→ **Stated exercise**:
Format the entries as a numbered list. Start at the first line containing "the blue velvet sofa", end at the last line of the entries, and omit any blank lines.

→ **Recorded data**:
--- begin ---
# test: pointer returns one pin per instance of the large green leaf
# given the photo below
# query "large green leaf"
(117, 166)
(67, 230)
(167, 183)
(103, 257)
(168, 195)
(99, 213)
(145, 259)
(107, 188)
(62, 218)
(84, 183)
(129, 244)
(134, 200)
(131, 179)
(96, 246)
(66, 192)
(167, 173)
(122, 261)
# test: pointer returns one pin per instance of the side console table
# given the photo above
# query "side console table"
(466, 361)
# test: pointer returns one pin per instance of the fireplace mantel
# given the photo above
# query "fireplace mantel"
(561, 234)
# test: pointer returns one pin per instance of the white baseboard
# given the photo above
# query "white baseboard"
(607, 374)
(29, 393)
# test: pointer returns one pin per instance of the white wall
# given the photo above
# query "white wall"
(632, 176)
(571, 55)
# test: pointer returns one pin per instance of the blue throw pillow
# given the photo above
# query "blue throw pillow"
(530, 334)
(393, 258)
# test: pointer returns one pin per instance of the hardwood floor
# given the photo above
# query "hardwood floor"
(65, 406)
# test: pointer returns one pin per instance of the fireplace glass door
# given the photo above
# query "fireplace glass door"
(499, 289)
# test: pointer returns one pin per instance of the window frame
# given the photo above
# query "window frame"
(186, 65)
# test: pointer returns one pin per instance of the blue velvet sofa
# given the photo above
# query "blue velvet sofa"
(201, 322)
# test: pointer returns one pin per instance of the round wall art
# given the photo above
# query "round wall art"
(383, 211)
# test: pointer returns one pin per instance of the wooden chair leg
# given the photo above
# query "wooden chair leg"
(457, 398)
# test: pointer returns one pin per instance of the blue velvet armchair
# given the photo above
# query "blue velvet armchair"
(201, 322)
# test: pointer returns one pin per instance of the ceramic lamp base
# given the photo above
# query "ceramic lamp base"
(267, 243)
--- end ---
→ **The output**:
1. # test: pointer returns one pin per instance of the blue velvet sofa
2. # given the photo above
3. # query "blue velvet sofa"
4. (201, 322)
5. # test: pointer returns one pin per instance of the round wall art
6. # given the photo above
7. # query "round wall art"
8. (383, 211)
9. # test: pointer returns one pin per instance of the wooden chair leg
10. # given the photo above
11. # query "wooden chair leg"
12. (457, 398)
13. # test: pointer returns one pin per instance of the blue velvet armchair
14. # given the photo above
15. # query "blue velvet armchair"
16. (201, 322)
17. # test: pointer returns one pin per instance of the ceramic lamp base
18. # given the photo above
19. # query "ceramic lamp base"
20. (267, 243)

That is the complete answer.